ACTIVITY: What you need to do is retype every entry exactly as written.

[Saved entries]

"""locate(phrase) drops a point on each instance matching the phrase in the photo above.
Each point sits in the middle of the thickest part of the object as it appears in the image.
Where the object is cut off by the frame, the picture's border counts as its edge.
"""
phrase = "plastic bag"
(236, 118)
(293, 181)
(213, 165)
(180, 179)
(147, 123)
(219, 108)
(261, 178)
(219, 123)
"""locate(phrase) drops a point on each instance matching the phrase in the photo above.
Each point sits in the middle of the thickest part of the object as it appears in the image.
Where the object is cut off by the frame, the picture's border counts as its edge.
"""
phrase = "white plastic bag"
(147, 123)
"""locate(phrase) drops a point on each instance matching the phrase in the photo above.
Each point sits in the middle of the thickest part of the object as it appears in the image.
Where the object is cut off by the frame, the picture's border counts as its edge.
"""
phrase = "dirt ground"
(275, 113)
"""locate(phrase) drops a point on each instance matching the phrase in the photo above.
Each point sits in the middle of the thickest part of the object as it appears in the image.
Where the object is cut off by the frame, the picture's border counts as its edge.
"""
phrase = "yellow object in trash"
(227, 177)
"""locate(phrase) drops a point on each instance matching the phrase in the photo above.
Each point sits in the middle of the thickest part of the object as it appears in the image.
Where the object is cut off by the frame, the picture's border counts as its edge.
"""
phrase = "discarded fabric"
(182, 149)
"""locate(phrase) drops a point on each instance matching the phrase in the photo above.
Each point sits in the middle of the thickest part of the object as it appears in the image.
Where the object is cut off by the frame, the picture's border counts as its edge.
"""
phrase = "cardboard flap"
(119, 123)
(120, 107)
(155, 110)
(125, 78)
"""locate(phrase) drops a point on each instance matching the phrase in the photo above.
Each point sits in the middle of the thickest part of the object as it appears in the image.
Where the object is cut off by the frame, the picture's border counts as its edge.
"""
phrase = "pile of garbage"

SOLUTION:
"""locate(phrase) drops a point on each instance matching the phrase in the photo above.
Each point sits in the middle of the thickest part of the object as it appears in the image.
Where the object is cut off by the frame, the picture's border counts as its edge.
"""
phrase = "plastic bag"
(236, 118)
(293, 181)
(213, 165)
(180, 179)
(147, 123)
(219, 108)
(261, 178)
(219, 123)
"""locate(phrase) drops a point on each instance matching the phrase in the photo above.
Each point sits in the middle of the thickest part of the object as it appears in the image.
Where the object is cut off by the frame, the picture's border counts as its edge.
"""
phrase = "white plastic bag"
(147, 123)
"""locate(phrase) drops a point on each instance matching the phrase in the photo above.
Each point sits in the middle of the thickest part of the object as it appears in the image.
Where the object is cut off by the frame, the picture's border counts as its edge.
"""
phrase = "dirt ground"
(275, 113)
"""locate(phrase) drops a point on each instance matching the phrase in the photo above.
Each point sits in the middle of the thickest part of the object as it appears in the image.
Where the object is cut off by the frame, the picture's border counts as its edge.
"""
phrase = "yellow object in trash"
(227, 177)
"""locate(phrase) drops a point on each instance matching the phrase in the photo above.
Each point sits in the middle of the thickest part of the object as it appears in the image.
Where the object is cut off by the frame, the picture's border counts as its edge.
"""
phrase = "discarded fabric"
(182, 149)
"""locate(phrase) drops a point on each instance matching the phrase in the photo above.
Each point sits in the middle of the thickest part of the object as it appears in the image.
Where the object is cut off by the frame, the picture's border counts as its edge.
"""
phrase = "cardboard flap"
(119, 123)
(120, 107)
(155, 110)
(125, 78)
"""locate(phrase) drops a point on each instance matching the phrase in the photo above.
Each point sits in the middle of the thickest part of the object as it appears in the image.
Where the object is cut off by the frame, the picture's border counts as its edge.
"""
phrase = "pile of garbage"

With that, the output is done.